Given exercise:
Below are some records: retype them all exactly, but not the pictures.

Stored rows:
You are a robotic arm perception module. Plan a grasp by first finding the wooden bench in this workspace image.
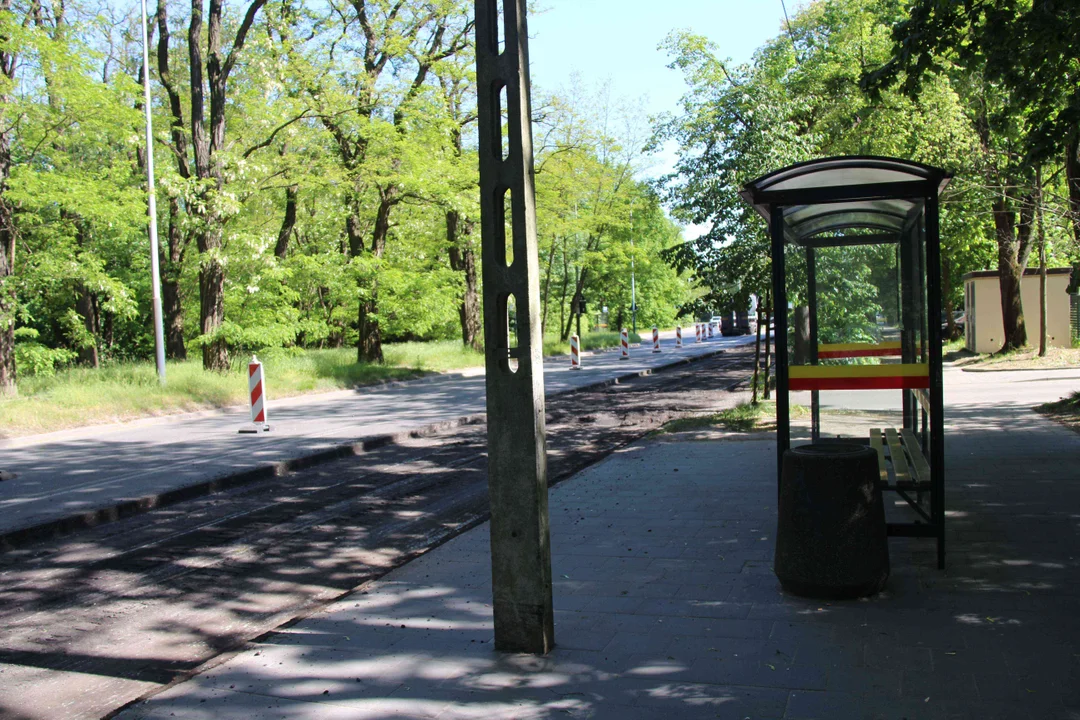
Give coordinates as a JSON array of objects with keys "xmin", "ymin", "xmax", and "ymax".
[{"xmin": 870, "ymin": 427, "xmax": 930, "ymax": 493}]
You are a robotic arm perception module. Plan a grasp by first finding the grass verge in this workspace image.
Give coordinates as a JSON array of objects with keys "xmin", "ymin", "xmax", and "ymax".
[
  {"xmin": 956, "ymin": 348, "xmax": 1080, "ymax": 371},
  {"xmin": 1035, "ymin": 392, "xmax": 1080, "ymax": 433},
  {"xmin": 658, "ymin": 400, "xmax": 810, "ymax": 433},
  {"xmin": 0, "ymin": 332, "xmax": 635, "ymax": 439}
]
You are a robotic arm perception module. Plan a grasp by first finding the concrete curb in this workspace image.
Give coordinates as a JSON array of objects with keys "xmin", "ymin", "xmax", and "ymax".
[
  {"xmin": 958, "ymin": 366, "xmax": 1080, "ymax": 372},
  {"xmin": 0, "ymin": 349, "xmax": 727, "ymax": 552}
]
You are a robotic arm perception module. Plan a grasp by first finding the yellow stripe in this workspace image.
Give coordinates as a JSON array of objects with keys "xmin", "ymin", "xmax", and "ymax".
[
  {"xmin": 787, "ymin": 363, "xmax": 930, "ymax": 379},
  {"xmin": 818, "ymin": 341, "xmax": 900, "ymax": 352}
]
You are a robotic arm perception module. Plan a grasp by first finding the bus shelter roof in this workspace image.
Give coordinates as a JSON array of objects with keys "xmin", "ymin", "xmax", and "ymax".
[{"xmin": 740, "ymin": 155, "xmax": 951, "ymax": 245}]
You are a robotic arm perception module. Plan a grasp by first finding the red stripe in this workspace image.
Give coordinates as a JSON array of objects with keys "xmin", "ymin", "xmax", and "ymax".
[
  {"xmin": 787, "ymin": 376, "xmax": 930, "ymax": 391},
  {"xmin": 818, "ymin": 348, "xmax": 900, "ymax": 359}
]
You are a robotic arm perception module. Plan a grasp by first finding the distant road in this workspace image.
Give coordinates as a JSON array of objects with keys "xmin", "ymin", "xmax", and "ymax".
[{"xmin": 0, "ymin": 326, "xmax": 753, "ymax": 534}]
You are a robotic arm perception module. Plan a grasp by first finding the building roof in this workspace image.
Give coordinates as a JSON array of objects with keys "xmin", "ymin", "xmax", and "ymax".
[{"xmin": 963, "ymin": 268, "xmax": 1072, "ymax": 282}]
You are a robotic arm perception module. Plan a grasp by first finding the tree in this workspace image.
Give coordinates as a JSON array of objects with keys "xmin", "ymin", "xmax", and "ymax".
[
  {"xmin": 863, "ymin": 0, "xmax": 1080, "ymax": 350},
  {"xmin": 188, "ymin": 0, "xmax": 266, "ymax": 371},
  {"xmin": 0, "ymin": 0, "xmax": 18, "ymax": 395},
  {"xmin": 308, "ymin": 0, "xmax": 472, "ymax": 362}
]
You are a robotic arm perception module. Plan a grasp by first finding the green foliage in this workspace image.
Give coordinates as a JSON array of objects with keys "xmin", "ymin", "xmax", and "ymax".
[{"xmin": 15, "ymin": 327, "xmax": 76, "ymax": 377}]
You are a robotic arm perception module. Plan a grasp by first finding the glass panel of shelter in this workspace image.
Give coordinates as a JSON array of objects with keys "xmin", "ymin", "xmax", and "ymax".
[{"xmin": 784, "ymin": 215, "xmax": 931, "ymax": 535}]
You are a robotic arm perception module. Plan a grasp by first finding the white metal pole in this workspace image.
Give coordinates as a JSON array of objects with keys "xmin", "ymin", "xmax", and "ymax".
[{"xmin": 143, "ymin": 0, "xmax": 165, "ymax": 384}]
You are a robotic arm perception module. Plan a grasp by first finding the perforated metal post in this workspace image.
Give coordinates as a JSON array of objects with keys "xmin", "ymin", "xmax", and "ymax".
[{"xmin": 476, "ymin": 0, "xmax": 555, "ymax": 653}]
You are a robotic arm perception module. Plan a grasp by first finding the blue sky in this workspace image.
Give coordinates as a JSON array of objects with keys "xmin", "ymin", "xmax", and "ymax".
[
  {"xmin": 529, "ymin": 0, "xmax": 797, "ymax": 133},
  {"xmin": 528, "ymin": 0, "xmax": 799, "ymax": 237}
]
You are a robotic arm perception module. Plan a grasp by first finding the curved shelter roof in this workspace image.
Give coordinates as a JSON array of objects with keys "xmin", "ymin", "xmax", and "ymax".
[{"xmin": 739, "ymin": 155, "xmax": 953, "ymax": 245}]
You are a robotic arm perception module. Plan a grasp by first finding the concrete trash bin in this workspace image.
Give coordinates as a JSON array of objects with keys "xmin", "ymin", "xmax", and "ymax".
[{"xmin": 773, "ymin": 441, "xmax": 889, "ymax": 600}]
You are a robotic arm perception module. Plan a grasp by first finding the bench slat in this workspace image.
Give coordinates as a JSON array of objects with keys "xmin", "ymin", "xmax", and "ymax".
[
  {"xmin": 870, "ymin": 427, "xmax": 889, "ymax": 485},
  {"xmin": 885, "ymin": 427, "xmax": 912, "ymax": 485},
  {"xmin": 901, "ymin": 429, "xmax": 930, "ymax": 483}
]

Task result:
You are a robotic arm perception module. Plan a grasp by first finding the wooden bench in this workspace image.
Give coordinates as a JSON array of objects with keys "xmin", "ymin", "xmax", and "ymax".
[{"xmin": 870, "ymin": 427, "xmax": 930, "ymax": 493}]
You are a robotic arm perception module. Plan a grasp by first finding the grass verge in this workspace image.
Give coordinates as a JSON array of objects with keys "xmin", "ymin", "xmax", and "ymax".
[
  {"xmin": 956, "ymin": 348, "xmax": 1080, "ymax": 371},
  {"xmin": 1035, "ymin": 392, "xmax": 1080, "ymax": 433},
  {"xmin": 658, "ymin": 400, "xmax": 810, "ymax": 433},
  {"xmin": 0, "ymin": 332, "xmax": 635, "ymax": 439}
]
You are a robotic arm perception module. Plan a grasp by first finding the concrete curb in this workspace image.
Give coordinates as a JSON array of objects with keys "xmin", "ymin", "xmax", and "ymax".
[
  {"xmin": 958, "ymin": 366, "xmax": 1080, "ymax": 372},
  {"xmin": 0, "ymin": 349, "xmax": 727, "ymax": 552}
]
You are a robotic arm perception module. Plan a grasp by first finding the yellow stripe in this workspace image.
Give coordinates as a JSON array of objects with keys "xmin", "ymin", "xmax", and "ymax".
[
  {"xmin": 787, "ymin": 363, "xmax": 930, "ymax": 379},
  {"xmin": 818, "ymin": 341, "xmax": 900, "ymax": 352}
]
You are a robotic arm perception module. Plan a grasp by first finding the bus shelter roof in this workspace image.
Give coordinates as a JSON array of objects with keys "xmin", "ymin", "xmax", and "ymax".
[{"xmin": 740, "ymin": 155, "xmax": 951, "ymax": 245}]
You are a robotic arm perception module. Plan a grasp by first finding the red stripe in this workspace image.
Give coordinates as a JSON array of objects with keys "xmin", "ymin", "xmax", and "ymax".
[
  {"xmin": 787, "ymin": 376, "xmax": 930, "ymax": 391},
  {"xmin": 818, "ymin": 348, "xmax": 900, "ymax": 359}
]
You are a robotic arm perception module. Plan a grasp by first finding the distant road in this workspace image.
Give coordinates as a JSON array of objects with keys "xmin", "ymin", "xmax", and "ymax".
[{"xmin": 0, "ymin": 326, "xmax": 753, "ymax": 534}]
You are a robotic arm perception module. Plan a grasp by first finding the building roof in this workspace image.
Give coordinates as a JSON array of objects with keys "xmin", "ymin", "xmax", and "ymax".
[{"xmin": 963, "ymin": 268, "xmax": 1072, "ymax": 282}]
You are a robotic arm perception module. Plan a grasp by first finding the tree in this workspace image.
Give coordinates as a JSON array of objects with keys "xmin", "ymin", "xmax", and "ymax".
[
  {"xmin": 863, "ymin": 0, "xmax": 1080, "ymax": 350},
  {"xmin": 188, "ymin": 0, "xmax": 266, "ymax": 371},
  {"xmin": 0, "ymin": 0, "xmax": 18, "ymax": 395},
  {"xmin": 308, "ymin": 0, "xmax": 472, "ymax": 362}
]
You are a robotic arm perception module. Plan a grasp by first finding the green foliage in this workspace image.
Give coordinates as a JSON array of objects with keys "xmin", "ymin", "xmax", and "ymax".
[{"xmin": 15, "ymin": 327, "xmax": 76, "ymax": 377}]
You are a robotic arm perception module. Plan a grasp by first finding the glass panel of shelter in this workspace image.
Give coordinates as a JSON array of objects with keys "xmin", "ymin", "xmax", and "ymax".
[{"xmin": 784, "ymin": 215, "xmax": 931, "ymax": 535}]
You are a robotic arm perception module. Plan a grasp by first finding the white metal pole in this workspace image.
Give coordinates as a JSON array of objects with keys "xmin", "ymin", "xmax", and "ymax".
[{"xmin": 143, "ymin": 0, "xmax": 165, "ymax": 384}]
You are a robotic arm perception module. Plan a grasp by first finding the perforated metal post in this workspace image.
Give coordinates as a JSON array of objects with keys "xmin", "ymin", "xmax", and "ymax".
[{"xmin": 476, "ymin": 0, "xmax": 555, "ymax": 653}]
You are a robotic arm perception module. Plan a grasp by first finding the blue sky in this workspace image.
Give coordinates as a JSON array of objects with keys "xmin", "ymin", "xmax", and "ymax".
[
  {"xmin": 529, "ymin": 0, "xmax": 797, "ymax": 133},
  {"xmin": 528, "ymin": 0, "xmax": 799, "ymax": 237}
]
You are a robotic arm perception module. Plan a grasp by first finding the curved shelter roof in this workspace image.
Give coordinates as a JSON array of objects with keys "xmin", "ymin", "xmax", and "ymax".
[{"xmin": 739, "ymin": 155, "xmax": 953, "ymax": 245}]
You are a robotic arm perception module. Plan a grasp by first finding the concrete trash bin in this workspace image.
Give coordinates as a JSON array of objects with keys "xmin", "ymin", "xmax", and "ymax".
[{"xmin": 773, "ymin": 441, "xmax": 889, "ymax": 600}]
You are a robotic arm perception module. Plan a grasp by first finding the bench slat in this workspace image.
Give coordinates as a JSON array of objects with keys "xmin", "ymin", "xmax", and "ymax".
[
  {"xmin": 870, "ymin": 427, "xmax": 889, "ymax": 485},
  {"xmin": 885, "ymin": 427, "xmax": 912, "ymax": 485},
  {"xmin": 901, "ymin": 429, "xmax": 930, "ymax": 483}
]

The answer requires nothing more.